* **Task objective**: Because the images are not wanted, restate every line below word for word without them.

Natural-language object grounding data

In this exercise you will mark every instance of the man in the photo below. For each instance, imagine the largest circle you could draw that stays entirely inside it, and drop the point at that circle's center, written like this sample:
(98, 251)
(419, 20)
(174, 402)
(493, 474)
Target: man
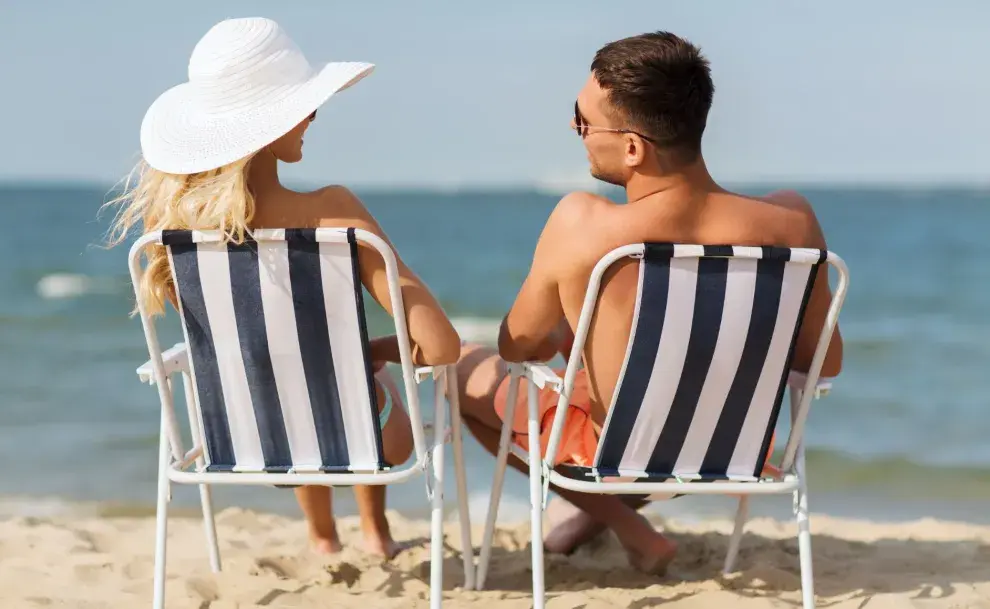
(641, 116)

* **Answer to the problem**:
In this exercise you will mark every instance of the man in the photo below. For each instance, imagine the largest circle you could draw that stays entirely inside it, and drop the point at that circle's center, written like this sample:
(98, 251)
(419, 20)
(174, 402)
(493, 474)
Target: man
(641, 116)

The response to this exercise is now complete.